**** PAGE TEXT
In the 1940s and 1950s the American musical tradition was so dynamic that it attracted outstanding classically trained musicians such as Leonard Bernstein. Bernstein composed the music for West Side Story, an updated version of Romeo and Juliet set in New York that became an instant classic in 1957. The following year, Bernstein became the first American-born conductor to lead a major American orchestra, the New York Philharmonic. He was an international sensation who traveled the world as an ambassador of the American style of conducting. He brought the art of classical music to the public, especially through his "Young People's Concerts," television shows that were seen around the world. Bernstein used the many facets of the musical tradition as a force for change in the music world and as a way of bringing attention to American innovation.
In many ways, Bernstein embodied a transformation of American music that began in the 1960s. The changes that took place during the 1960s and 1970s resulted from a significant increase in funding for the arts and their increased availability to larger audiences. New York City, the American center for art performances, experienced an artistic explosion in the 1960s and 1970s. Experimental off-Broadway theaters opened, new ballet companies were established that often emphasized modern forms or blended modern with classical (Martha Graham was an especially important influence), and an experimental music scene developed that included composers such as Philip Glass and performance groups such as the Guarneri String Quartet. Dramatic innovation also continued to expand with the works of playwrights such as Edward Albee, Tony Kushner, and David Mamet.
********
**** DATASET ROWS
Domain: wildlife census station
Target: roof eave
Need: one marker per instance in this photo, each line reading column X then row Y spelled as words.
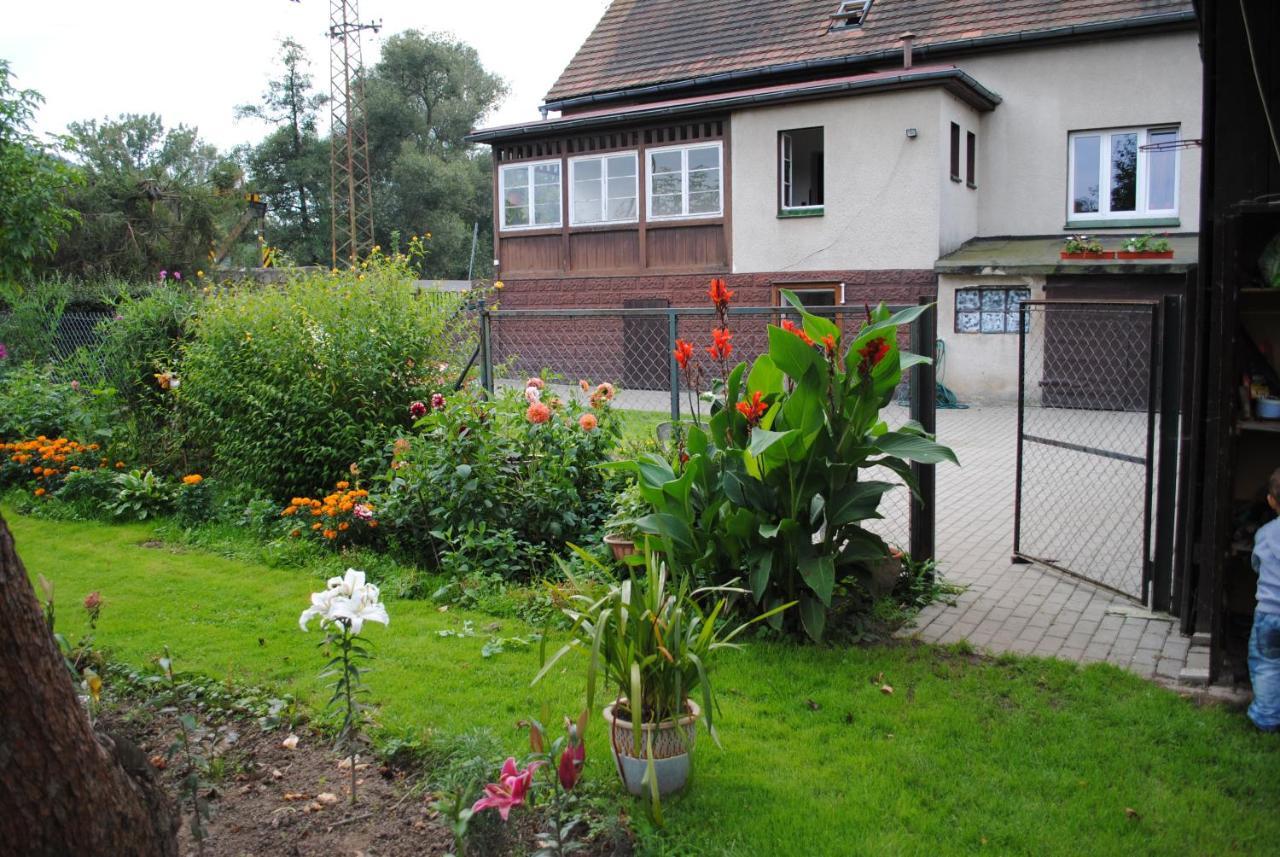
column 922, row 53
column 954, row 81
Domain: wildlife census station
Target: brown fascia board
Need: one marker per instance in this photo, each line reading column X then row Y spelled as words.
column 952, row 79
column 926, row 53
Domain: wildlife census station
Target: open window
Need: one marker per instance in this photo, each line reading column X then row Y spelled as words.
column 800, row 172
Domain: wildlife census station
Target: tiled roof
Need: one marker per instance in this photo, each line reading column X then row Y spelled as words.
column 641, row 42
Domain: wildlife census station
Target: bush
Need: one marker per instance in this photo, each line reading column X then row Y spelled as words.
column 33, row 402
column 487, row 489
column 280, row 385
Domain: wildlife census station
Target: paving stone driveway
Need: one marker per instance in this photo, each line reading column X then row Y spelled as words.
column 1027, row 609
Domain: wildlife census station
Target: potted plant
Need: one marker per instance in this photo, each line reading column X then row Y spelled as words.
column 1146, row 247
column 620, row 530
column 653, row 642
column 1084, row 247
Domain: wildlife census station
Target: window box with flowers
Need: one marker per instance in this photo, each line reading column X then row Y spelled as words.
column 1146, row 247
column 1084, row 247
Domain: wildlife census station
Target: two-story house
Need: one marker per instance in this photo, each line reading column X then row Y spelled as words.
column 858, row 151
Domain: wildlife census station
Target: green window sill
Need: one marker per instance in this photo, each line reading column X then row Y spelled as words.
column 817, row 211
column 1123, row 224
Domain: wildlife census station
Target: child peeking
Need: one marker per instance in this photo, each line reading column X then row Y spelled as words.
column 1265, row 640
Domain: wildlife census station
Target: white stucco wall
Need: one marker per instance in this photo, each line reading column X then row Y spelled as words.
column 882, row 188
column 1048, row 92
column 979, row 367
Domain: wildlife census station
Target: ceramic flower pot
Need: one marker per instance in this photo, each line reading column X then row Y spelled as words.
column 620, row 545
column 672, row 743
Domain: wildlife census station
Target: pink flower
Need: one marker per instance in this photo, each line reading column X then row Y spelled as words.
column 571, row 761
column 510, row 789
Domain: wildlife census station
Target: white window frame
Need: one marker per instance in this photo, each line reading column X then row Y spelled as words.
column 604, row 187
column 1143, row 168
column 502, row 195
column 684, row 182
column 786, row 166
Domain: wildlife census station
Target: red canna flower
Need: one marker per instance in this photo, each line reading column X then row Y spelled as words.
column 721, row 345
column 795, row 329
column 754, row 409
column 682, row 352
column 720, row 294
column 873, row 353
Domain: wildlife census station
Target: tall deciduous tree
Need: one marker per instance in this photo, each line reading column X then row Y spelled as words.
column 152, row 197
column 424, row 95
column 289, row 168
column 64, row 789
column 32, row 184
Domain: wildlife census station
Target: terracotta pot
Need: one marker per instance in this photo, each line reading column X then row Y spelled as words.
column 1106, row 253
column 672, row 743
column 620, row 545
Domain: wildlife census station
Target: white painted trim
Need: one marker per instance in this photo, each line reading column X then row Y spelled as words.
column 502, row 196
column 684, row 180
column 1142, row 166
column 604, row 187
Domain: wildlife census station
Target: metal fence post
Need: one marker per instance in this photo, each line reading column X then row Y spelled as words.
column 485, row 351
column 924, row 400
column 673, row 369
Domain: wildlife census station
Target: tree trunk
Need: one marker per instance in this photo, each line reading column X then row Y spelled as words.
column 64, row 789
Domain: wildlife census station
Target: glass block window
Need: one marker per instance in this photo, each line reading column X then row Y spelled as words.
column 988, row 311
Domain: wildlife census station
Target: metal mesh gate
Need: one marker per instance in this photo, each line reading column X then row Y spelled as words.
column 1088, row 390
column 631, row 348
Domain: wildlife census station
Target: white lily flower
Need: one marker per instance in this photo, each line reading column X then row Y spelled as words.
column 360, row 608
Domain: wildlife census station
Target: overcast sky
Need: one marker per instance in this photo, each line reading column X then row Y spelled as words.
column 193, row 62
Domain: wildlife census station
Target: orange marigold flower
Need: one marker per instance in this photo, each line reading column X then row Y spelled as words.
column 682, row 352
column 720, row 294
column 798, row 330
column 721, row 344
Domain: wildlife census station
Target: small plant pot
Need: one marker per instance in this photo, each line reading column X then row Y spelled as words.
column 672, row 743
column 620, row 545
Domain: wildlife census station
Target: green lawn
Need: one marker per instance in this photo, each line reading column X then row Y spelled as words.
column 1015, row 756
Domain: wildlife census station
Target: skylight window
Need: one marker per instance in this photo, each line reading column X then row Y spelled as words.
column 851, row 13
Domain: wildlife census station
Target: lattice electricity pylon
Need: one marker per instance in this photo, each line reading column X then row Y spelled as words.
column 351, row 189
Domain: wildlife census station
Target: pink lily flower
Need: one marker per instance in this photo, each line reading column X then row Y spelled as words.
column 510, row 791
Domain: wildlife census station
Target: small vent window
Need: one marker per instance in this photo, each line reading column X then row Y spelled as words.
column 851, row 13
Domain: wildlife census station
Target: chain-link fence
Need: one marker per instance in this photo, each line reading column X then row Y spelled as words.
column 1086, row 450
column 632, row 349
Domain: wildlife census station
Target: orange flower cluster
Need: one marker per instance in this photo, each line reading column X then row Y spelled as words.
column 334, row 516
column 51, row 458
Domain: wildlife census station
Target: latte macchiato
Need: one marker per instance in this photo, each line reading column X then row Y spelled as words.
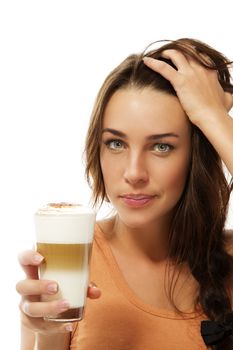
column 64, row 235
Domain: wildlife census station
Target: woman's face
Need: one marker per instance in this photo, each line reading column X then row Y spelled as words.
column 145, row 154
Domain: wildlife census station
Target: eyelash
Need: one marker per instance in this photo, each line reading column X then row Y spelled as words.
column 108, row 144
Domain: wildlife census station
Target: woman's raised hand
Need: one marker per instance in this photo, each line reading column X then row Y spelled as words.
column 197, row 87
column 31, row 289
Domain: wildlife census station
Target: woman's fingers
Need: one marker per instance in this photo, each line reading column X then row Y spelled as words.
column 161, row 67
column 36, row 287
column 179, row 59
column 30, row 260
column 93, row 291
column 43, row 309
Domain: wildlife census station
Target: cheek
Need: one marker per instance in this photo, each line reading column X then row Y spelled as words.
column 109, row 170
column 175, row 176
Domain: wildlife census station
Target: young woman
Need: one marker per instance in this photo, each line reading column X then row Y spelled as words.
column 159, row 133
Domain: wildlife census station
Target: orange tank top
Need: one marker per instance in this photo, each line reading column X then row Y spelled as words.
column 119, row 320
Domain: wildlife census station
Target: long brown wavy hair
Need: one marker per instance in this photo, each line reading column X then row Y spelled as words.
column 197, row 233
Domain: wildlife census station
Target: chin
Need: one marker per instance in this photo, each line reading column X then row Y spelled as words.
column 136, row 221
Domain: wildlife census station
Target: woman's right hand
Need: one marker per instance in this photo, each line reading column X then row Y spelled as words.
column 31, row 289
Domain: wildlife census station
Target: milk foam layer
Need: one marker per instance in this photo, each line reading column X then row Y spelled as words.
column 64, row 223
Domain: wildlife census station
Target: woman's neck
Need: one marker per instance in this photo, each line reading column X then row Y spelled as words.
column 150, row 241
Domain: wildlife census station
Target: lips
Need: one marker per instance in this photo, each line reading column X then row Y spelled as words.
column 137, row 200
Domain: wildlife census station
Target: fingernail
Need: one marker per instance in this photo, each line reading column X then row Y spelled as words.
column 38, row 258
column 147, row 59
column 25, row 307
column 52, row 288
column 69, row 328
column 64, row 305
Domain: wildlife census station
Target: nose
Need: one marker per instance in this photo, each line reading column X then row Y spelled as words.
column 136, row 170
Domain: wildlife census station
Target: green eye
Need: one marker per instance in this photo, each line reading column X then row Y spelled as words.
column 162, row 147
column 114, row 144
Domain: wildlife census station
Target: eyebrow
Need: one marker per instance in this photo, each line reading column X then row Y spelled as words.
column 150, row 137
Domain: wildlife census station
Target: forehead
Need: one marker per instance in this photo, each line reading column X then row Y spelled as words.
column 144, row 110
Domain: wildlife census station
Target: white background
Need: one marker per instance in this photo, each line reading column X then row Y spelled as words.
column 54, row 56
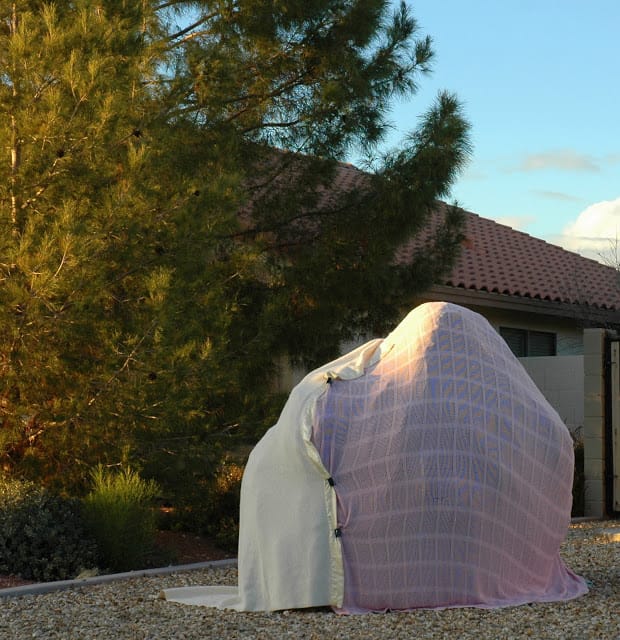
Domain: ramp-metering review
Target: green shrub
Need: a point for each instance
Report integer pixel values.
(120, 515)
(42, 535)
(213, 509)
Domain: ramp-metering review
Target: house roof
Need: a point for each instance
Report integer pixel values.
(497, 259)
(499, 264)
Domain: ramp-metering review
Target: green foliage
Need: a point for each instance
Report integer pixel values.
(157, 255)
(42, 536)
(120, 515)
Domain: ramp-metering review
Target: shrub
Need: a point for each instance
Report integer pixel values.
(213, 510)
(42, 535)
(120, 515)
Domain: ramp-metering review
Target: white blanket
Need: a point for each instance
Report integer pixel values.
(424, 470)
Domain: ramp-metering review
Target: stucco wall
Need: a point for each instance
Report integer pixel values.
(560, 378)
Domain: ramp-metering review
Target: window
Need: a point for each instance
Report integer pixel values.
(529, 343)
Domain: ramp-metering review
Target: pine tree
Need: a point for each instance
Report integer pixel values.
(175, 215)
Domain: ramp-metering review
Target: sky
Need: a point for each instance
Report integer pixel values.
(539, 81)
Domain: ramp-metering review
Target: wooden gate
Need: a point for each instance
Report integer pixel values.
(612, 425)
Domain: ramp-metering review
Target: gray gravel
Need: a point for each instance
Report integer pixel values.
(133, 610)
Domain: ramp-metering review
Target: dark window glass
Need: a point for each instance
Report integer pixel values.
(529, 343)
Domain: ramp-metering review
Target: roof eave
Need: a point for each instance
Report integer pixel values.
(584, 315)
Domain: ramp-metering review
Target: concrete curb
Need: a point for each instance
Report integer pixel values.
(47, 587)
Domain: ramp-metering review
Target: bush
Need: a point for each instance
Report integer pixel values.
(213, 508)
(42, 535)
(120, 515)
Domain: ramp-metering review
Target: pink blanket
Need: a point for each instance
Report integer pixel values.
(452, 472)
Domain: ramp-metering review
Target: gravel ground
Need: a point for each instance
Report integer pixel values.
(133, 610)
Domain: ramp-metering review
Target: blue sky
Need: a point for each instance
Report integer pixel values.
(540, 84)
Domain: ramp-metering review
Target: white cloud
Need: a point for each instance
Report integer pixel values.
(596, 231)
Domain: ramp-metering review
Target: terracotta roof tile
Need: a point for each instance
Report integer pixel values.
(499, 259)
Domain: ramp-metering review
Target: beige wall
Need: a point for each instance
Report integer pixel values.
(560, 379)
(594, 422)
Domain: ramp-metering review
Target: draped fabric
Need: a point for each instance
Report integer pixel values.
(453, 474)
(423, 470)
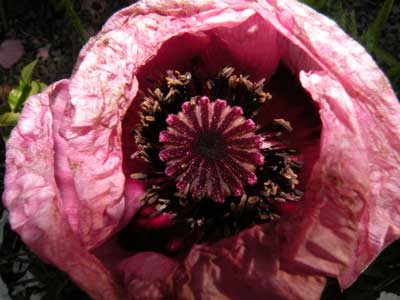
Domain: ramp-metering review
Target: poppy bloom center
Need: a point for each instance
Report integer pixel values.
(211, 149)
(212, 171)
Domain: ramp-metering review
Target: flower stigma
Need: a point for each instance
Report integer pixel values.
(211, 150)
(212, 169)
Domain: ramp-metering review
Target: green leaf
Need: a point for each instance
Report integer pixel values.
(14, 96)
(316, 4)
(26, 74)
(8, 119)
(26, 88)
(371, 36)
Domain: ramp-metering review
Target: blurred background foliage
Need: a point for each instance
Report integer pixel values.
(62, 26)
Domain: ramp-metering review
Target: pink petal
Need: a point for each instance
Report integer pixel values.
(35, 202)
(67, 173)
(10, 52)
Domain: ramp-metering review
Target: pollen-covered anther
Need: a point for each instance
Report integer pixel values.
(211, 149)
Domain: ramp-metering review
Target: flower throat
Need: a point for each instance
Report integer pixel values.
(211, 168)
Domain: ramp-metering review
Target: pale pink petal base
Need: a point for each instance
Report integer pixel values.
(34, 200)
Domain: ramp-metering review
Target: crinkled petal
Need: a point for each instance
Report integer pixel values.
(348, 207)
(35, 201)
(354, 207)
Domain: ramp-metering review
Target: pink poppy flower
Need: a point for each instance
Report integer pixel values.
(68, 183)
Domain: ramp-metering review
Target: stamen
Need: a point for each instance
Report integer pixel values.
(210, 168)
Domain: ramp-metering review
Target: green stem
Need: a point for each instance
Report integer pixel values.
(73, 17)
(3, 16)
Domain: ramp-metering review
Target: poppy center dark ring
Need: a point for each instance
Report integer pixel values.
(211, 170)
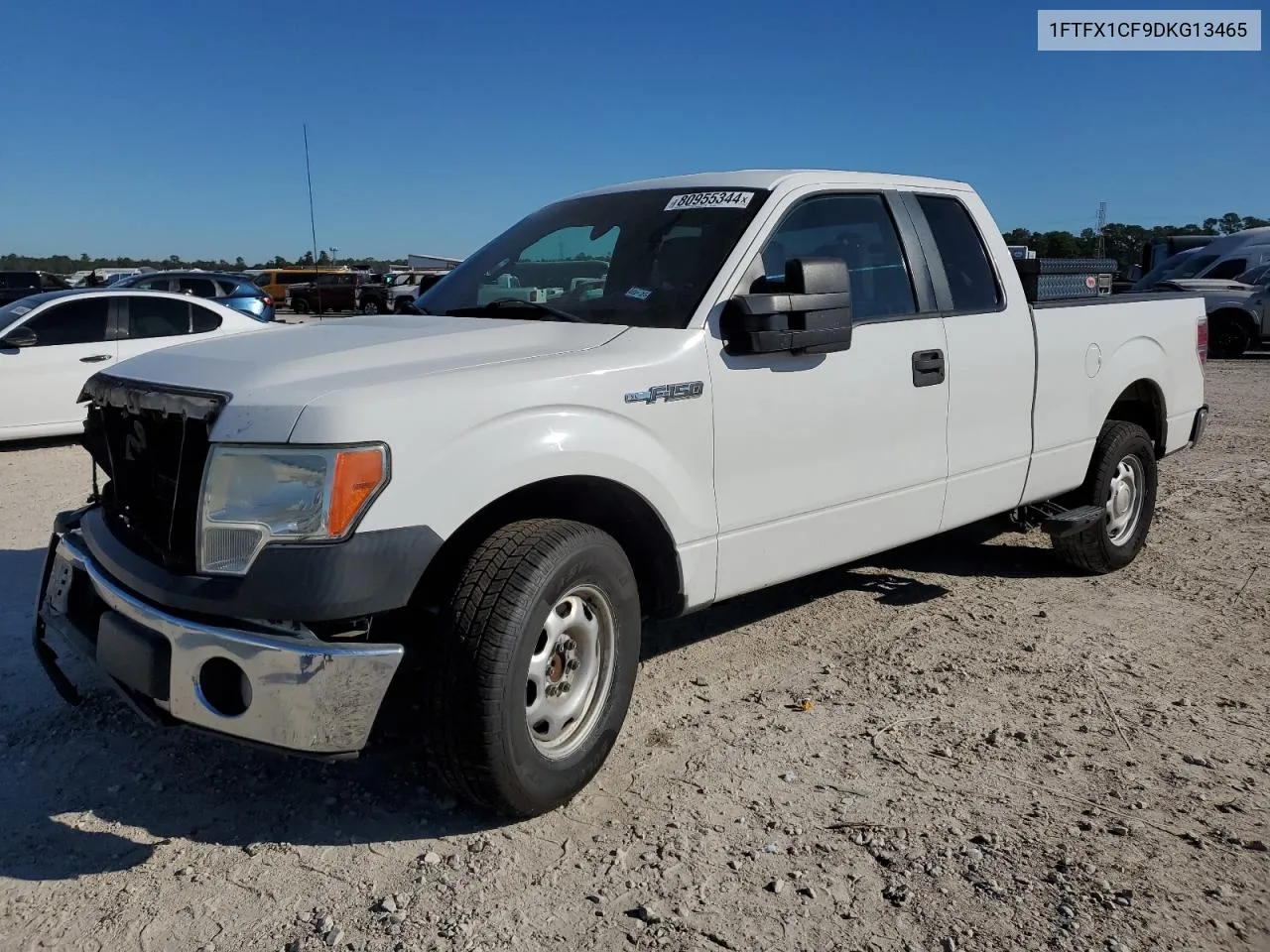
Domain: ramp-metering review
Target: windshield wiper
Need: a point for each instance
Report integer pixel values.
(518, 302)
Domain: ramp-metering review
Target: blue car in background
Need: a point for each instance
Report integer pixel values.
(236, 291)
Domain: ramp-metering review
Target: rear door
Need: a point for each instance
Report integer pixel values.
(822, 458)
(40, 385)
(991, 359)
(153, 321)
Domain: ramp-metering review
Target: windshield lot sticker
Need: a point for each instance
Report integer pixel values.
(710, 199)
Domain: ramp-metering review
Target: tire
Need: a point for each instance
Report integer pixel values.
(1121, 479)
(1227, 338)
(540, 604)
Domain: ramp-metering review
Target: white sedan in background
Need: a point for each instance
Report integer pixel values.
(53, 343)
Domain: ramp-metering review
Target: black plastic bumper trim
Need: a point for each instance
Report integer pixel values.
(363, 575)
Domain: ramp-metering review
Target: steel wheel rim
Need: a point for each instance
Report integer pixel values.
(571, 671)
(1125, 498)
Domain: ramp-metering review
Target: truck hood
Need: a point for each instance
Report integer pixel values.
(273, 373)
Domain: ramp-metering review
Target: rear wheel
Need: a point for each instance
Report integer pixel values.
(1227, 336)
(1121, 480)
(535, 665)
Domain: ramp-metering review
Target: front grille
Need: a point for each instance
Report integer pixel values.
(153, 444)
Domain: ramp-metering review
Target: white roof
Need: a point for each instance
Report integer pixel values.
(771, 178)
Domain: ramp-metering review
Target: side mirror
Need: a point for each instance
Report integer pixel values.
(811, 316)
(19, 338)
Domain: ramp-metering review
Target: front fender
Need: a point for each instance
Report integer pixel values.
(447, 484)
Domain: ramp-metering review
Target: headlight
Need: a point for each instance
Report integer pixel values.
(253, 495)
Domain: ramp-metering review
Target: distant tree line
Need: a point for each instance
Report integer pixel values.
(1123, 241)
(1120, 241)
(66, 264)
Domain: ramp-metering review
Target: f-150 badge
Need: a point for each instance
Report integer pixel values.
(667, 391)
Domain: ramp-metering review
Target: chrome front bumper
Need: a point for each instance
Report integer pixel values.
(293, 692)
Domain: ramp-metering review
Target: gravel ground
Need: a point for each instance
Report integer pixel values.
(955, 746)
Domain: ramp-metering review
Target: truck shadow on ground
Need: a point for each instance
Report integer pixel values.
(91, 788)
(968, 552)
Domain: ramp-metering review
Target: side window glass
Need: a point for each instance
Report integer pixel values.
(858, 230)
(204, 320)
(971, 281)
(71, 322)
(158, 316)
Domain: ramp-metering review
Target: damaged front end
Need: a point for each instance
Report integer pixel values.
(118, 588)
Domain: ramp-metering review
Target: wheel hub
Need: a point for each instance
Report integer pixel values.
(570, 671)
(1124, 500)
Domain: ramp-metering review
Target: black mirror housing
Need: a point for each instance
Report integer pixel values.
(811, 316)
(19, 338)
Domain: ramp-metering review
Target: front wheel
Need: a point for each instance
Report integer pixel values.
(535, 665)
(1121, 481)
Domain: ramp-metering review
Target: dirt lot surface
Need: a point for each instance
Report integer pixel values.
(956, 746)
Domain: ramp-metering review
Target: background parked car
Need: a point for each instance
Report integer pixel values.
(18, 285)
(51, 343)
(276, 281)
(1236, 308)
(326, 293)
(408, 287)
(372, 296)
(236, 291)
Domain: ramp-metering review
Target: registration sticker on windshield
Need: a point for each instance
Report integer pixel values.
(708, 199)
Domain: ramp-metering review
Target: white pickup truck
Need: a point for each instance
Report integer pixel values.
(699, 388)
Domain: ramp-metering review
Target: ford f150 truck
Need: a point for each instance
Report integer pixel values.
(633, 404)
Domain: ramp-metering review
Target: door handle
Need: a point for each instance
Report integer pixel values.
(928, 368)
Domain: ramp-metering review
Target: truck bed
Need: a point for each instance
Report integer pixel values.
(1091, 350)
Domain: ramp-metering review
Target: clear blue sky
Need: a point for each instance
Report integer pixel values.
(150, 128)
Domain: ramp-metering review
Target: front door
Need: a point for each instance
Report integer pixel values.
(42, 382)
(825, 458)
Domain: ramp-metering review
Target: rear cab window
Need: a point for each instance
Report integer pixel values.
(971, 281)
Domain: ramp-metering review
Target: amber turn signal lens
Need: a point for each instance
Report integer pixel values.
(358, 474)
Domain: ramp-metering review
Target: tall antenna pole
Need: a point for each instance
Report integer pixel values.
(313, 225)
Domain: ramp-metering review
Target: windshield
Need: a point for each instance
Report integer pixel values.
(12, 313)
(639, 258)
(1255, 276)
********
■ **WHAT YOU WILL DO**:
**A)** Return the American music passage word for word, starting at "In many ways, Bernstein" and ending at "and David Mamet.".
**B)** For each statement below, answer yes or no according to the American music passage, and quote the words that decide it. (i) West Side Story became an instant classic in 1957. (ii) Bernstein's "Young People's Concerts" were radio programs. (iii) The Guarneri String Quartet is named as part of the experimental music scene.

■ **SOLUTION SET**:
**A)**
In many ways, Bernstein embodied a transformation of American music that began in the 1960s. The changes that took place during the 1960s and 1970s resulted from a significant increase in funding for the arts and their increased availability to larger audiences. New York City, the American center for art performances, experienced an artistic explosion in the 1960s and 1970s. Experimental off-Broadway theaters opened, new ballet companies were established that often emphasized modern forms or blended modern with classical (Martha Graham was an especially important influence), and an experimental music scene developed that included composers such as Philip Glass and performance groups such as the Guarneri String Quartet. Dramatic innovation also continued to expand with the works of playwrights such as Edward Albee, Tony Kushner, and David Mamet.

**B)**
(i) Yes: "became an instant classic in 1957"
(ii) No: "television shows that were seen around the world"
(iii) Yes: "an experimental music scene developed that included composers such as Philip Glass and performance groups such as the Guarneri String Quartet"